Lake Puckaway, Wisconsin, USA

Lake Locations:

USA - Midwest - Wisconsin - Central Sands Prairie Region -

Also known as:  Puckaway Lake

Lake Puckaway spans more than 5,000 acres in Green Lake County, part of Wisconsin’s Central Sands Prairie Region. The family hungering for an old-fashioned Wisconsin lake get-away will find their dream vacation here. The name Puckaway is believed to come from the word “Apuckawa”, meaning “the place where wild rice grows.” Describing the lake in 1673, Father Marquette said,”It is easy to lose one’s way, especially as the river is so full of wild rice that it is difficult to find the channel.” A long shallow lake that could more accurately be described as a wide spot in the river, more area visitors head for nearby Green Lake – the deepest lake in Wisconsin. Yet Lake Puckaway’s average three foot depth has given up some amazing fish, including a State record northern pike. Those ‘in the know’ pass up busy Green Lake and head for Puckaway Lake with its quiet waters, abundant wildfowl and wily game fish.

Although a natural lake, Puckaway Lake has a small dam eight miles downstream. The Princeton Dam was built by the Army Corps of Engineers in 1897 in an effort to provide water deep enough for commercial freight steamers. It was soon realized that plans for a transportation channel on the upper Fox River was never going to be feasible and the attendant lock was decommissioned by 1922. Now under the control of the Wisconsin Dept of Natural Resources, what remains of the dam is controlled by 18 inches of stop-boards adjusted to raise water levels in the spring and lower it in the fall. These adjustments assure the correct water depth for nesting waterfowl and deep enough water to accommodate all outboard motors.

Records from a dataset
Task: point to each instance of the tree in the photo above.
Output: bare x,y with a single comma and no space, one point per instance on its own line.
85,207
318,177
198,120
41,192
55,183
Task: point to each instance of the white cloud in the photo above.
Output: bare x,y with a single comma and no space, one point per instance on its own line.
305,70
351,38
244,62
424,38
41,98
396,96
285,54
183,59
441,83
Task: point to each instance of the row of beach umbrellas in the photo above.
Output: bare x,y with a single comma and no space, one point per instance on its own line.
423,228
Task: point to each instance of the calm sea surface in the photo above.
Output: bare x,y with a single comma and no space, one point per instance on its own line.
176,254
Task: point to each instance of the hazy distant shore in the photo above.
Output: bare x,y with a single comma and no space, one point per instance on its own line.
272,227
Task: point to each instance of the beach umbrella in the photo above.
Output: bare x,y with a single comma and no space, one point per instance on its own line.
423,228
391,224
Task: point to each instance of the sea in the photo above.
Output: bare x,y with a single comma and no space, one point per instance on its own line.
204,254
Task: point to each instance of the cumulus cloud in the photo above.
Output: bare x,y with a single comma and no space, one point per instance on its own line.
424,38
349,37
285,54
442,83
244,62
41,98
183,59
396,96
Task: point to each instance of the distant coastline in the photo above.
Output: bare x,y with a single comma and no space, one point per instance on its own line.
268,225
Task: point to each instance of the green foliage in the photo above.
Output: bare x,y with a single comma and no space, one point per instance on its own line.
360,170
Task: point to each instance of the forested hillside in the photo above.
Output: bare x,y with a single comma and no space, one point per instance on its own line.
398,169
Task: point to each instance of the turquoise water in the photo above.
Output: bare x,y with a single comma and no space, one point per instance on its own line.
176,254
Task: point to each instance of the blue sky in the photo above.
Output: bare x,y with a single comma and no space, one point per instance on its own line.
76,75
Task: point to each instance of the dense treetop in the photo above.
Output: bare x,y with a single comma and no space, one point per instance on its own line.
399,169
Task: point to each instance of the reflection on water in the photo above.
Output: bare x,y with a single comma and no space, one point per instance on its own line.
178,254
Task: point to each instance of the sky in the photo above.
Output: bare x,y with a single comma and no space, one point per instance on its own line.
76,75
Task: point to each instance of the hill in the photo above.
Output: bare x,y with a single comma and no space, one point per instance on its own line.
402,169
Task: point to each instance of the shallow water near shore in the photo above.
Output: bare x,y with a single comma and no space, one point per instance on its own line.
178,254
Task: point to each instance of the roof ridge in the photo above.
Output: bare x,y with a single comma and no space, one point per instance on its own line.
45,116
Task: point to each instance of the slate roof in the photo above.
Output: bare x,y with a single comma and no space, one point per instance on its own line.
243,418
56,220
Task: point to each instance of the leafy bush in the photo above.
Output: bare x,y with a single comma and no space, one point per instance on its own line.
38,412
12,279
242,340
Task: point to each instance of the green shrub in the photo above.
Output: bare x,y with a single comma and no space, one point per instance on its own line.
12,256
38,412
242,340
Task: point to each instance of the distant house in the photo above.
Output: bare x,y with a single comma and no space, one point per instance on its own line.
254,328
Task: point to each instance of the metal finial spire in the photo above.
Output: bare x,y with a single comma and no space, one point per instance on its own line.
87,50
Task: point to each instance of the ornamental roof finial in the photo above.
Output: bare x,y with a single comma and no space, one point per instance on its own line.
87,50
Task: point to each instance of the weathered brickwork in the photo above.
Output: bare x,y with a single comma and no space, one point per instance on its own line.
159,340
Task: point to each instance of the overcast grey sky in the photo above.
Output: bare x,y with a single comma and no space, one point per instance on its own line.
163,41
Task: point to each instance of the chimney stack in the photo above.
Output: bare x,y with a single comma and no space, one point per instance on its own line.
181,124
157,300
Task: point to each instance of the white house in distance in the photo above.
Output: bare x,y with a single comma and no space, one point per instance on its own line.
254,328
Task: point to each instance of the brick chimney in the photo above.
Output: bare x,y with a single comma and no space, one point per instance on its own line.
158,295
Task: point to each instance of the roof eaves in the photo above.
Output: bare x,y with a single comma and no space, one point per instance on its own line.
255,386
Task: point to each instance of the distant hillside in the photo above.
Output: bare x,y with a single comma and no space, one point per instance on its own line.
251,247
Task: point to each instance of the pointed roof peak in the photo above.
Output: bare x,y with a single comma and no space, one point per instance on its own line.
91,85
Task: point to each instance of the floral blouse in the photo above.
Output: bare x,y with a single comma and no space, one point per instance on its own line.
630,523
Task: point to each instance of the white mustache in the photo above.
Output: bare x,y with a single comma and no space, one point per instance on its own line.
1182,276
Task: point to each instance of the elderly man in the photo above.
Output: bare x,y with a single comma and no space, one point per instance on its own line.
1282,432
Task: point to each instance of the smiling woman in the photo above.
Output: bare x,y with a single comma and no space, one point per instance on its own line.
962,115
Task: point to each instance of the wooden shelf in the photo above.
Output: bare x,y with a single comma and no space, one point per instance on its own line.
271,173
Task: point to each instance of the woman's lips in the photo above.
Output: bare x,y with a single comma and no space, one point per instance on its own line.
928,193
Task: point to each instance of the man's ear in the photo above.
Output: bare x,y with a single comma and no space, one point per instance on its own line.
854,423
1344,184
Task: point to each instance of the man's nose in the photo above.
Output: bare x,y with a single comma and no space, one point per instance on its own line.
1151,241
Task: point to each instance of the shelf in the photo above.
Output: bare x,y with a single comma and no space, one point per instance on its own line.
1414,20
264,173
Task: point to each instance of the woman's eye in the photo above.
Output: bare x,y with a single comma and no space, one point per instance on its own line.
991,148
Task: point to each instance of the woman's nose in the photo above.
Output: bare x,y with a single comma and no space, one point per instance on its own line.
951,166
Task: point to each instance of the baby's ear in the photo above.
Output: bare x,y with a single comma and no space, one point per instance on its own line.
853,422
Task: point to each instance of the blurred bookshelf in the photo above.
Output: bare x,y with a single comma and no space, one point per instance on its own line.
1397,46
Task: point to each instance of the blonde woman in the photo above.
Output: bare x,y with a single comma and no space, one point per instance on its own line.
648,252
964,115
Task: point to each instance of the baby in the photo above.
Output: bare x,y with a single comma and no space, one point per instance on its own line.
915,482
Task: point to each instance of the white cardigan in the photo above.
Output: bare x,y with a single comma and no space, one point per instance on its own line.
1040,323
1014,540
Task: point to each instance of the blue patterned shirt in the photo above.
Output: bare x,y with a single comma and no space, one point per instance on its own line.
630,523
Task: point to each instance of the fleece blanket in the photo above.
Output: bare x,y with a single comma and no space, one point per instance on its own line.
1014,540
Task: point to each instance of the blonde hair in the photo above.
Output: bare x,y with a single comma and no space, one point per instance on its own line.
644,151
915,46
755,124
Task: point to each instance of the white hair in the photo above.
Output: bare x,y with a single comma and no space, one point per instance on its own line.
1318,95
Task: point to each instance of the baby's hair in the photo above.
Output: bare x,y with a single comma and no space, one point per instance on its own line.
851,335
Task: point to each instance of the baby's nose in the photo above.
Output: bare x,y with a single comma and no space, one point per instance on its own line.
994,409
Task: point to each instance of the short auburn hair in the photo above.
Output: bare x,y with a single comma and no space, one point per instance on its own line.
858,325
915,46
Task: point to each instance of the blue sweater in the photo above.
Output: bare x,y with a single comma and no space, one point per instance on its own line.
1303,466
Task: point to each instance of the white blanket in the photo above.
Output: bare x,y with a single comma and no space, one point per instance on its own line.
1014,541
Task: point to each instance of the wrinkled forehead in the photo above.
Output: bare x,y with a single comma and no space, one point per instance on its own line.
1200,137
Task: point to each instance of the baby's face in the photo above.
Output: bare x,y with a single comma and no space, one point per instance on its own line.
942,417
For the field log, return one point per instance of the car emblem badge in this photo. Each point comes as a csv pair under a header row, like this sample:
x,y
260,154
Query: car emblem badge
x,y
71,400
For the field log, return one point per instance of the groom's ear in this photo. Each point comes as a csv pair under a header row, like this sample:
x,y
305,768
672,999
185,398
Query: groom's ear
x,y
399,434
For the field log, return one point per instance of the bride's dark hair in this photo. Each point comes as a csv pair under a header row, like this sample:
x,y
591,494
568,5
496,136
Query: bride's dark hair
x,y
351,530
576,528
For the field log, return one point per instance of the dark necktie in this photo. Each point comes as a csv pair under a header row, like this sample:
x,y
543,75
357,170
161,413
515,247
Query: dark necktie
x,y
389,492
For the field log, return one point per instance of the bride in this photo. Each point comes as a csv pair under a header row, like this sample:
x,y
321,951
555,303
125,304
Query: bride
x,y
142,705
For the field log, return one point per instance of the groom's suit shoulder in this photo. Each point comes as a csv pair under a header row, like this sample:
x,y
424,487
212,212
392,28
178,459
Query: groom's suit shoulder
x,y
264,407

§ **STATED PROBLEM**: Reproduce the passage of the Lake Puckaway description from "Although a natural" to "all outboard motors.".

§ **THE OUTPUT**:
Although a natural lake, Puckaway Lake has a small dam eight miles downstream. The Princeton Dam was built by the Army Corps of Engineers in 1897 in an effort to provide water deep enough for commercial freight steamers. It was soon realized that plans for a transportation channel on the upper Fox River was never going to be feasible and the attendant lock was decommissioned by 1922. Now under the control of the Wisconsin Dept of Natural Resources, what remains of the dam is controlled by 18 inches of stop-boards adjusted to raise water levels in the spring and lower it in the fall. These adjustments assure the correct water depth for nesting waterfowl and deep enough water to accommodate all outboard motors.